WHAT NEEDS TO BE DONE ▸ Your task is to output the listing word for word, with pictures excluded.

──────── MATERIAL FOR THIS TASK

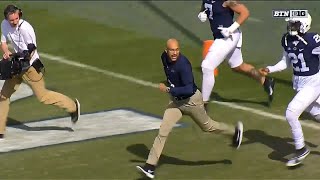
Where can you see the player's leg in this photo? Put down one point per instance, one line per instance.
(171, 116)
(8, 88)
(215, 56)
(37, 84)
(299, 103)
(195, 108)
(314, 109)
(235, 61)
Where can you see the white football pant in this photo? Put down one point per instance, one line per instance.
(221, 49)
(308, 92)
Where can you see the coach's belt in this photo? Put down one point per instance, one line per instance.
(183, 97)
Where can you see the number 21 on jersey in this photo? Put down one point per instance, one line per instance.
(298, 62)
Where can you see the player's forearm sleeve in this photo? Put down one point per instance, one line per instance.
(281, 65)
(316, 51)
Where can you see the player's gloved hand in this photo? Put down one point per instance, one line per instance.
(226, 32)
(264, 71)
(6, 55)
(163, 87)
(203, 16)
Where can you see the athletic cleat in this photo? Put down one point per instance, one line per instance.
(237, 137)
(147, 170)
(206, 105)
(268, 86)
(299, 156)
(75, 115)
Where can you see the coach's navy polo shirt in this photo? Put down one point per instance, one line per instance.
(179, 76)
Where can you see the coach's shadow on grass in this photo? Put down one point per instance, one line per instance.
(19, 125)
(142, 151)
(281, 147)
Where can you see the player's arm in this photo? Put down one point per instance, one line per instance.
(202, 8)
(316, 45)
(239, 8)
(280, 66)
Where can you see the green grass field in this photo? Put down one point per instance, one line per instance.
(128, 37)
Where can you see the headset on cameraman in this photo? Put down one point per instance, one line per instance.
(18, 62)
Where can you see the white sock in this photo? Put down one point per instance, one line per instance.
(207, 83)
(296, 129)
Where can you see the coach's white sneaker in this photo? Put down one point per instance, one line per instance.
(299, 156)
(75, 115)
(237, 137)
(147, 170)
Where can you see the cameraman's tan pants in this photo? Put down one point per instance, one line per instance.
(36, 82)
(193, 107)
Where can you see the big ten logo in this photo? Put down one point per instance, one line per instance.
(292, 13)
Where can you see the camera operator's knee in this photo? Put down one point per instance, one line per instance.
(44, 97)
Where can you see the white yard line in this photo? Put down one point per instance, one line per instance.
(154, 85)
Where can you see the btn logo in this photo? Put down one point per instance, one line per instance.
(293, 13)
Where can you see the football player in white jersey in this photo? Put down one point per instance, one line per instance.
(301, 50)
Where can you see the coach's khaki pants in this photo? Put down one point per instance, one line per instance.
(36, 82)
(193, 107)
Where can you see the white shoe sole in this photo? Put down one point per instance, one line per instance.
(78, 108)
(145, 172)
(297, 161)
(240, 127)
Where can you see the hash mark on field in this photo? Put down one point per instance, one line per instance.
(154, 85)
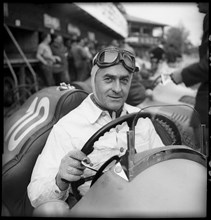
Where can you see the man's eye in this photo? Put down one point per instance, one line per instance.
(107, 79)
(125, 80)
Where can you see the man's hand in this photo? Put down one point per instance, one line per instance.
(176, 76)
(70, 169)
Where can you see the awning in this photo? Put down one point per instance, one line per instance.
(108, 14)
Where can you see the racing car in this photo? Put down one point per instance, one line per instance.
(165, 182)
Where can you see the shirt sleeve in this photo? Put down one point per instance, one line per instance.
(43, 184)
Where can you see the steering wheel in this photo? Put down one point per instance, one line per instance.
(131, 120)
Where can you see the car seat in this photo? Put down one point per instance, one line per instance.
(25, 134)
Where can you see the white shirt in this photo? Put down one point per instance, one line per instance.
(70, 133)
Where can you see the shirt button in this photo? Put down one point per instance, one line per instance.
(122, 149)
(103, 114)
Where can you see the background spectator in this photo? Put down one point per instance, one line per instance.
(46, 58)
(81, 60)
(61, 67)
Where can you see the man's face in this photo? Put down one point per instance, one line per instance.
(112, 86)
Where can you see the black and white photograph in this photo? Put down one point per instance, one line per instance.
(106, 110)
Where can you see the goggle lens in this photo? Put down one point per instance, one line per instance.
(128, 60)
(112, 56)
(108, 56)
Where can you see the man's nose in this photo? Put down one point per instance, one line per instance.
(117, 86)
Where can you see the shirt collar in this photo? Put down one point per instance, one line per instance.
(95, 111)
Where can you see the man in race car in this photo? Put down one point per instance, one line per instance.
(59, 164)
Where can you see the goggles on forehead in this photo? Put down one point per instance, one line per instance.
(112, 56)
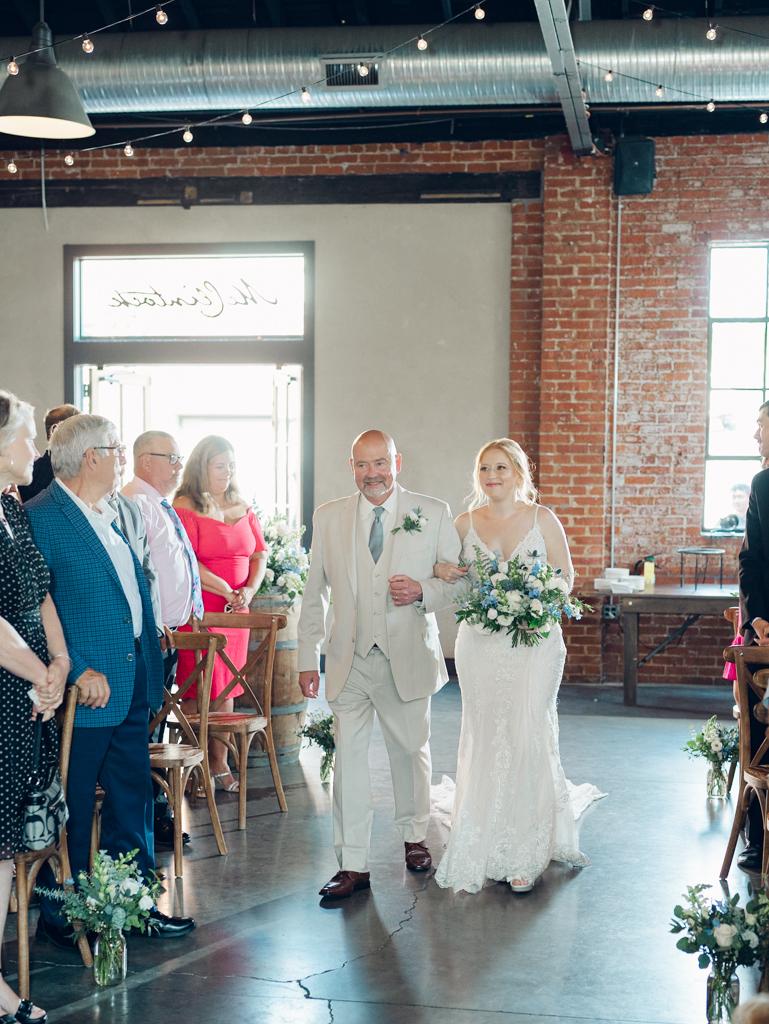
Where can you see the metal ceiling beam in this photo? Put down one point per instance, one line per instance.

────────────────

ANSWER SPACE ▸
Where can you see the player's leg in this photo? Put down one point per instance, one line per instance.
(171, 116)
(8, 88)
(215, 56)
(37, 84)
(299, 103)
(195, 108)
(314, 109)
(235, 61)
Where can you see the white football pant in this photo? Put down one point per instance, one line per instance.
(221, 49)
(308, 92)
Where can you see the coach's belt in this photo? Put down one point per instance, one line per instance.
(183, 97)
Where can you see the number 21 on jersey in this photo? Put down one point per instance, one line per instance.
(298, 62)
Where can you see the player's forearm sleeve in this photo? Put down one point per instance, one line per instance.
(281, 65)
(316, 51)
Where can you see the player's gloved hand in this photo? Put down one point per instance, one line per instance.
(226, 32)
(264, 71)
(6, 55)
(163, 87)
(203, 16)
Where can you see the athletic cleat in this photo? Put down one point per instance, one line per instance.
(237, 137)
(147, 170)
(206, 105)
(268, 86)
(299, 156)
(75, 115)
Where can you see the coach's navy polo shirt in this photo? Put down one point per instance, one line per instance.
(179, 76)
Where can you see the coach's shadow on grass in this photo? Put down one point per instance, one line per instance.
(19, 125)
(142, 151)
(281, 147)
Where can you see the player's arm in this photo? Put down one point per instance, one line per instance.
(202, 8)
(316, 45)
(239, 8)
(280, 66)
Where can you see the green grass field in this photo? Put down one point per instance, one line per instance.
(128, 37)
Where can you see the headset on cameraman in this photo? Put down one point per instance, one line per instance.
(18, 62)
Where can you see the white sock in this photo? Put down one point per instance, one line per instance.
(207, 83)
(296, 129)
Where can you see the coach's white sneaker in this photo? Put down one point per instance, one line per instance.
(299, 156)
(75, 115)
(237, 137)
(147, 170)
Where can you see the cameraman's tan pants in this photo? Put down one point per instance, one line per instance.
(36, 82)
(193, 107)
Where can you see the big ten logo in this photo? Put down one point per instance, one line per instance.
(292, 13)
Where can you see the camera operator's knee in this photo? Put down one point per instance, one line per instance.
(44, 97)
Where can you see the white yard line in this photo? Put down one point per instance, one line per instance.
(154, 85)
Where can you see the btn logo in this photo? Put down one point per instance, one line per instance.
(293, 13)
Where can you see the football player in white jersey in this photo? Put down one point per instance, one line per instance.
(301, 50)
Where can you see the coach's khaki pants in this photo? Put down one point per instance, one line per instance.
(36, 82)
(193, 107)
Where can you see the white shoe sole in this photo? Put down one point per instance, one line per instance.
(78, 108)
(145, 172)
(297, 161)
(240, 127)
Where can you see the hash mark on field in this photo? Put down one point per instance, one line per instance.
(154, 85)
Where can you see the man's eye in this photo? Put down one point per instance, one line per instance.
(107, 79)
(125, 80)
Where can you see the man's hand in this photo? Put down one point per instance, one line per instance.
(176, 76)
(70, 169)
Where can you see the awning in this photo? Put down one point per instance, one line per instance.
(108, 14)
Where can you see the racing car in this photo? Put down one point per instance, one line per instance.
(165, 182)
Where can you see the shirt sleeve in this photo? Put down one point per instance, one line per instance.
(43, 184)
Where can you see the steering wheel in this photo? Put down one point per instance, one line per instance.
(131, 120)
Where can you see the car seat in this photo? Put down one point per instance, one line per instance.
(25, 134)
Where can you see the white shirt in this photo? Put down one point per instance, one line per instance.
(70, 133)
Where can you see the shirt button in this photo? Put down one point per instance, one line per instance.
(122, 149)
(103, 114)
Where can you see the background spectator in this photo? Put down one point per instance, one line per instance.
(46, 58)
(81, 60)
(61, 67)
Where can you see the man's face in this photo? Put down one point per instance, one line per instance.
(112, 86)
Where can you see the black and white photograph in this photo? Put down one point per instance, one line per instance.
(106, 110)
Where can you see the goggle lens in this photo? Put down one point per instance, one line per instance.
(128, 60)
(112, 56)
(108, 56)
Where can you see the man's nose in this photo? Put down one point per instance, one line per instance.
(117, 86)
Where can you see the shirt collar in this photo? Put down one point per instance, one line per instance.
(95, 111)
Where can you see the man in race car in this photo? Put down one point per instance, one line per instance.
(59, 164)
Where can you see the goggles on forehead in this photo? Put down one point per instance, one line per instance.
(112, 56)
Where can you see the metal ceiling beam in this photo? Put down one point per instance, one line per instance.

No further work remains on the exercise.